* begin *

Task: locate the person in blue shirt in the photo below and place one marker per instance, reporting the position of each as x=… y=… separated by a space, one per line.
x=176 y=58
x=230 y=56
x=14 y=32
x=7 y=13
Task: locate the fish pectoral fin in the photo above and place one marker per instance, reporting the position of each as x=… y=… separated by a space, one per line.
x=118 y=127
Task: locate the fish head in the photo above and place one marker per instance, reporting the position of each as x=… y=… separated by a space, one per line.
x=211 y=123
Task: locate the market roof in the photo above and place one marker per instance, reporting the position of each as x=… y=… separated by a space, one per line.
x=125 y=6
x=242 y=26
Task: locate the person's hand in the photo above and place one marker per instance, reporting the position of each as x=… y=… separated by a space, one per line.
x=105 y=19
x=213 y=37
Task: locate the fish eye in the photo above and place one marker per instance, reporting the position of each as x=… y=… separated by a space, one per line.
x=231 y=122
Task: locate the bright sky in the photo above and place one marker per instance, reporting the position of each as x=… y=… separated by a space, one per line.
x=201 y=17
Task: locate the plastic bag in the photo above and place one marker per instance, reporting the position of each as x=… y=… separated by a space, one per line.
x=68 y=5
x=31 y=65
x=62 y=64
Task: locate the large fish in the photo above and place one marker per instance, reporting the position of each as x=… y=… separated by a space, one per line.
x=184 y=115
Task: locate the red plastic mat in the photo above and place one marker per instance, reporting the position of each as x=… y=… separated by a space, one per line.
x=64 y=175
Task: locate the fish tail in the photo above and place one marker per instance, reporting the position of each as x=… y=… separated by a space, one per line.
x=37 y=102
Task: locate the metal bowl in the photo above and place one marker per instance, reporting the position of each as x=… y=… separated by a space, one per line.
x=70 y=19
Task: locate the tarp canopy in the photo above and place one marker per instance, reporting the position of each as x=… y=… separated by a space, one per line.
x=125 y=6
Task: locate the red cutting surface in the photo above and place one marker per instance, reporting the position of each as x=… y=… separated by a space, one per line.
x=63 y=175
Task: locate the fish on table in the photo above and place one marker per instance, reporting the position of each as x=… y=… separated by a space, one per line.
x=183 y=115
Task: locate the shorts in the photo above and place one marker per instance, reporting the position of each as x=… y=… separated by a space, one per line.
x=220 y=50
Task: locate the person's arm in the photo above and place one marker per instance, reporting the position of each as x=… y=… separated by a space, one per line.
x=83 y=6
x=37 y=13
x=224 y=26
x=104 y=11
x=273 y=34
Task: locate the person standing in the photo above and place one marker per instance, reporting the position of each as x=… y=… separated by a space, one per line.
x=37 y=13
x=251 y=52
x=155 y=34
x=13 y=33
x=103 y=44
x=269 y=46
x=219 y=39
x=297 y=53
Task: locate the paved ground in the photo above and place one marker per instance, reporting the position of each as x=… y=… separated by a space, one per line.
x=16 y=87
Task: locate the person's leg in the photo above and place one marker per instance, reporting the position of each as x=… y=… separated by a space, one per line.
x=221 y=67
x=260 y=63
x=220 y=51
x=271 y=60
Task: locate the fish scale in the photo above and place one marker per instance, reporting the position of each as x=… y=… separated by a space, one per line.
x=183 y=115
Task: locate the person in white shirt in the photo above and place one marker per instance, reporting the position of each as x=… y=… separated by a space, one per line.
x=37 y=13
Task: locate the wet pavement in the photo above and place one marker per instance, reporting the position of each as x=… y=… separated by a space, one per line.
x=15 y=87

* end *

**Given problem**
Can you repeat, word for word, the lines in the listing above from the one containing "Task: locate the large" through the one containing "x=184 y=115", both included?

**Exercise answer**
Task: locate the large fish in the photo above and place one marker per instance, reporting the position of each as x=… y=… separated by a space, one per line.
x=184 y=115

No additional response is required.